SUPPLIED MATERIAL:
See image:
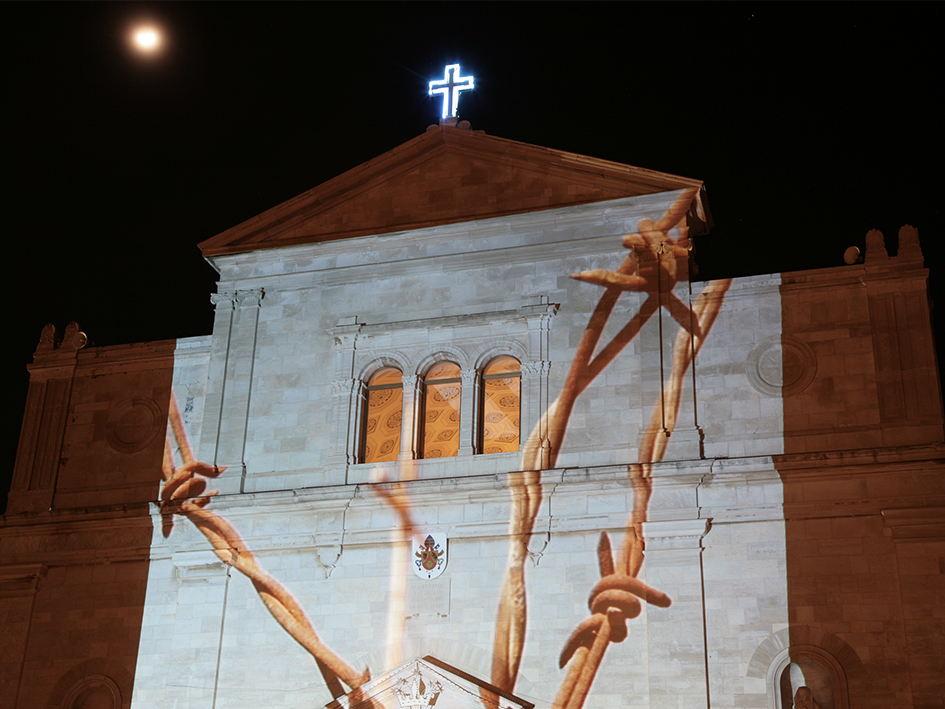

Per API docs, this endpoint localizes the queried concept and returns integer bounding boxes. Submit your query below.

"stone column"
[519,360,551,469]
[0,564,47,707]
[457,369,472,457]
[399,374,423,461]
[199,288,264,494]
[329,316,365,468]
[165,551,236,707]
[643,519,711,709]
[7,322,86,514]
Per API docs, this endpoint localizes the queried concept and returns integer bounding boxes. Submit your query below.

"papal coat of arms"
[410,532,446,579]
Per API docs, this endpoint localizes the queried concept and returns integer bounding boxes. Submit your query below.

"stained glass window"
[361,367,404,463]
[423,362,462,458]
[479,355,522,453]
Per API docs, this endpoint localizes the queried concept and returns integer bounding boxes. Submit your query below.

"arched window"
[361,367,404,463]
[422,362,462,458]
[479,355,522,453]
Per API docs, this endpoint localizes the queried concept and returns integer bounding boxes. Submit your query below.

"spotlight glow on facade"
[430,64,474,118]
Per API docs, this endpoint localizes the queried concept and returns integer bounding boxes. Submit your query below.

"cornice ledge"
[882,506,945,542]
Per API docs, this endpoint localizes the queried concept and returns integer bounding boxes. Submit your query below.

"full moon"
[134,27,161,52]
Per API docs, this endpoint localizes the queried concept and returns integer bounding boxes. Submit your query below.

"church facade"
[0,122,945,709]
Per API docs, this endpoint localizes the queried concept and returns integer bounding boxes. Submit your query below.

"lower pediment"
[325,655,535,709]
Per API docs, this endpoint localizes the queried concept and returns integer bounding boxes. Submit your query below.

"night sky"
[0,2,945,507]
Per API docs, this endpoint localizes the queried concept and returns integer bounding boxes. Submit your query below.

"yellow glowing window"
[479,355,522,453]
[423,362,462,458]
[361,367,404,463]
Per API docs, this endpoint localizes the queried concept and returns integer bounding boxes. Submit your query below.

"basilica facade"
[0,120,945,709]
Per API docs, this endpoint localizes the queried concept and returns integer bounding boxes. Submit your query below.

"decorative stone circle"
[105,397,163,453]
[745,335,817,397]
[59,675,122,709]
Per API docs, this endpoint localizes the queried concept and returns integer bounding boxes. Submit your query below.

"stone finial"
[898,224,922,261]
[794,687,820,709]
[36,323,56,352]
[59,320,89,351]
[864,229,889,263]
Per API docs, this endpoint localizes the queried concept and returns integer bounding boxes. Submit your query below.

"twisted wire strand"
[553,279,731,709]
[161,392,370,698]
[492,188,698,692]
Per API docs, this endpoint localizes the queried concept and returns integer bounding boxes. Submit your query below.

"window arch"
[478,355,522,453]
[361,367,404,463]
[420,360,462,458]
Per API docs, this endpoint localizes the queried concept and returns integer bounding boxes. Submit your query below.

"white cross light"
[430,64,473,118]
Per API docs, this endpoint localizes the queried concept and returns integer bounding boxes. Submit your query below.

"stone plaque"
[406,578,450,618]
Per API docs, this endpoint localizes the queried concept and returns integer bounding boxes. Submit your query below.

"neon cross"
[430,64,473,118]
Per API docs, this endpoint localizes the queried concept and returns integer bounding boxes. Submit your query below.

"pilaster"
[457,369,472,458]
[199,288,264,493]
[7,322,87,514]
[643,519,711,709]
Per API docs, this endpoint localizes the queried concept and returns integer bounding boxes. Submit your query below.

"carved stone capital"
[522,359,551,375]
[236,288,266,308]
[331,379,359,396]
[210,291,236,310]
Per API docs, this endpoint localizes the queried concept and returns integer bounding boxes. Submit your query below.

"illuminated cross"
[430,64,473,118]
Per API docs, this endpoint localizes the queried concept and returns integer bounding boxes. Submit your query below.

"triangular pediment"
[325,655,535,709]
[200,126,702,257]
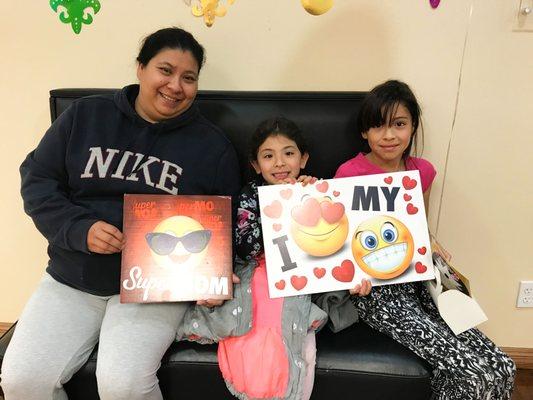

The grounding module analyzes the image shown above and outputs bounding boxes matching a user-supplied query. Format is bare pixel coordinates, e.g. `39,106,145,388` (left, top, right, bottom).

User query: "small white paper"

WHAT IS NEEDED:
Change every occurrence of "bounding boxes" in the records above to "bounding rectangles", and leave all other text as it is. Omit the pictures when you reproduce the records.

RESPONSE:
See image:

Per API docs, this endpoint localizes the queried concept and returns integer bounding rectangles. Submit your query below.

"stone column"
[519,360,551,469]
[0,564,47,707]
[457,369,472,457]
[399,374,423,461]
[199,288,264,494]
[329,316,365,468]
[165,551,236,707]
[643,519,711,709]
[7,322,86,514]
Per API docs, this endpoint localizes the queried concept and returns integer bounding rectangles. Submit your query below.

"papal coat of arms"
[410,532,446,579]
Per API docs, this endpoint localizes the queried concept and returns integer bounding rectangles. Submit your query below.

"stained glass window"
[361,367,404,463]
[423,362,462,458]
[479,355,522,453]
Per API docs, this endpoint localizes the queried concept and returns integer bounding rectangles. Submit your query below.

"arched window"
[361,367,404,463]
[422,362,462,458]
[479,355,522,453]
Per API docs, this endpoint localizes the queried concept and returns integer bounding rectangles. Submit your query below.

"spotlight glow on facade"
[430,64,474,118]
Per API docs, this endpoint localizes the queried concept and returns integer bounding rectangles. Submit your query below.

"cornice ledge"
[882,506,945,542]
Per API docs, this endpoint localizes the queried concept and returns integer bounding rectangles. Submit your query below.

"full moon"
[134,27,161,52]
Per API docs, this endpoint localizes the queried concept and returns integer bounding rectangles. Submit your query below.

"church facade"
[0,122,945,709]
Per API docs, this endpoint localizes the queried concept and returns integer bounding rectangles. Submit your query below.

"lower pediment"
[325,655,535,709]
Per API docs, this endpoint localizes the queried concept and returns integer bounding rectangles. Submit your query below.

"night sky"
[0,2,945,507]
Per API docs, this endpoint localizes the queried concept and returns integer bounding rectangles. Submit your query below.

"yellow glowing window"
[479,355,522,453]
[423,362,462,458]
[361,367,404,463]
Per API docs, this endpoint localizes the queried concept and returns integer bounding rectangles. Submit your query below.

"basilica facade"
[0,120,945,709]
Per API docs, this endpoint localizes the queried concept and returns integer bounding rectangles. Submit your query below.

"decorative stone circle"
[105,397,163,453]
[745,335,817,397]
[59,675,122,709]
Per API docs, this endpoint localizes the queried concept and returns integer bounding rectangles. Submit your query below.

"stone finial"
[898,224,922,261]
[794,687,820,709]
[36,323,56,352]
[59,320,89,351]
[864,229,889,263]
Per API docs, this endpoint localizes the queried concept and returns integer bounding rectangles. Submit your query below.

"twisted wire strand"
[553,279,731,709]
[161,392,370,698]
[492,188,698,692]
Per API docs, this endpoint localizes the queried concept and returns integer bounding rectangles. Submit your query below.

"window arch"
[478,355,522,453]
[361,367,404,463]
[420,360,462,458]
Per API docs, this endpoint localizes the queried concept and returns integer bounding rectangles. Submit your query below.

"white cross light"
[430,64,473,118]
Per API docs, this endpoint localizes the queried concept and returns integer bounding rectangles. Submit your query below.

"stone plaque"
[406,578,450,618]
Per API docs, this endpoint localizes the queried concept and returns integer bounding rectangles. Submit your query below.

"neon cross"
[430,64,473,118]
Per API docs, this endpoint localizes the queried concept and returns integer bounding rectangles. Submit your query below.

"pilaster"
[457,369,472,458]
[199,288,264,493]
[7,322,87,514]
[643,519,711,709]
Per API docs, this endpoint localizes the queried concept and returns integer bounding rectangles. Submit your query below.

"carved stone capital"
[522,359,551,375]
[236,288,266,308]
[331,379,359,396]
[210,291,236,310]
Per API docs, this endpoint localizes the queried concept and returns integer bounding rectangles. Submit your query below.

"illuminated cross"
[430,64,473,118]
Per API docs, this endpoint localizes the queried concept and returns integer bounding rectangles. Submit your query below.

"triangular pediment"
[325,655,535,709]
[200,126,702,257]

The grounding module analyzes the image shown above and outputs bounding rectangles matching a user-supplied query. Format is bare pixel coordinates, e.g. `39,106,145,388` (left, top, right, bottom).

User query: "small white paper"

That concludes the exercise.